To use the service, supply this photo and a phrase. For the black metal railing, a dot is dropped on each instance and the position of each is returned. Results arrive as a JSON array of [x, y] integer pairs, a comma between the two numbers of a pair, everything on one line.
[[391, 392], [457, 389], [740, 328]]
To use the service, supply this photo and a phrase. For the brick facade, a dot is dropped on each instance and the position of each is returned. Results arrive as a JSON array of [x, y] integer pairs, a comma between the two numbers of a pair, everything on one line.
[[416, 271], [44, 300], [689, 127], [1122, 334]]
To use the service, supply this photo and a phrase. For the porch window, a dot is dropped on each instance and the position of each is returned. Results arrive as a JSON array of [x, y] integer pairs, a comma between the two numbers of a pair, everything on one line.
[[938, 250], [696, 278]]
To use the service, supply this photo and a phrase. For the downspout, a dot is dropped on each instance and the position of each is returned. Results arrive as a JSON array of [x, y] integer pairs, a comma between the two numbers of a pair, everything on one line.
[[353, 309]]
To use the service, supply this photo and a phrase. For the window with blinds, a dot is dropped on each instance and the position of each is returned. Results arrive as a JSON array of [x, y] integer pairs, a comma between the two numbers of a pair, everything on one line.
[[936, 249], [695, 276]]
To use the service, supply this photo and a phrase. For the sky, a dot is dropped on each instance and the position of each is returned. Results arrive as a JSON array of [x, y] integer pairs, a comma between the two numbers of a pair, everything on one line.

----------------------------------------

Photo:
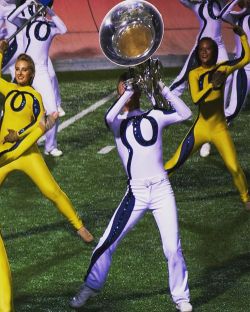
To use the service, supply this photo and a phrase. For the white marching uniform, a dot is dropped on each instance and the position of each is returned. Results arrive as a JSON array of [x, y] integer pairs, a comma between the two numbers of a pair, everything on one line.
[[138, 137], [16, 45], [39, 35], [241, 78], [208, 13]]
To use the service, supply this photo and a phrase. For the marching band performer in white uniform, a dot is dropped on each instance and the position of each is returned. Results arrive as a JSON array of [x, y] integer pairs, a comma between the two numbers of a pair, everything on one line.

----------------------------------------

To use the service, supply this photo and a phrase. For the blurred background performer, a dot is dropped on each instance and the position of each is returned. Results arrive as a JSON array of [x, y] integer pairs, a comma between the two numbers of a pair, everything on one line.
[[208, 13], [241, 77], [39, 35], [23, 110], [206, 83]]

----------------------------------------

What needs to be done:
Return the following lines verbatim, beginning at the line that contains "For the brick" and stopping after the line that contains "[[416, 271], [44, 300], [689, 127], [1122, 334]]".

Solution to this problem:
To use the service, supply this photo and a phrase. For the brick facade, a dot is dropped on each instance and the position of each is returned. Results arrive as a JSON array of [x, y] integer pairs, a comma between the two numbers of a pair, everything on one line.
[[416, 271], [44, 300], [689, 127], [1122, 334]]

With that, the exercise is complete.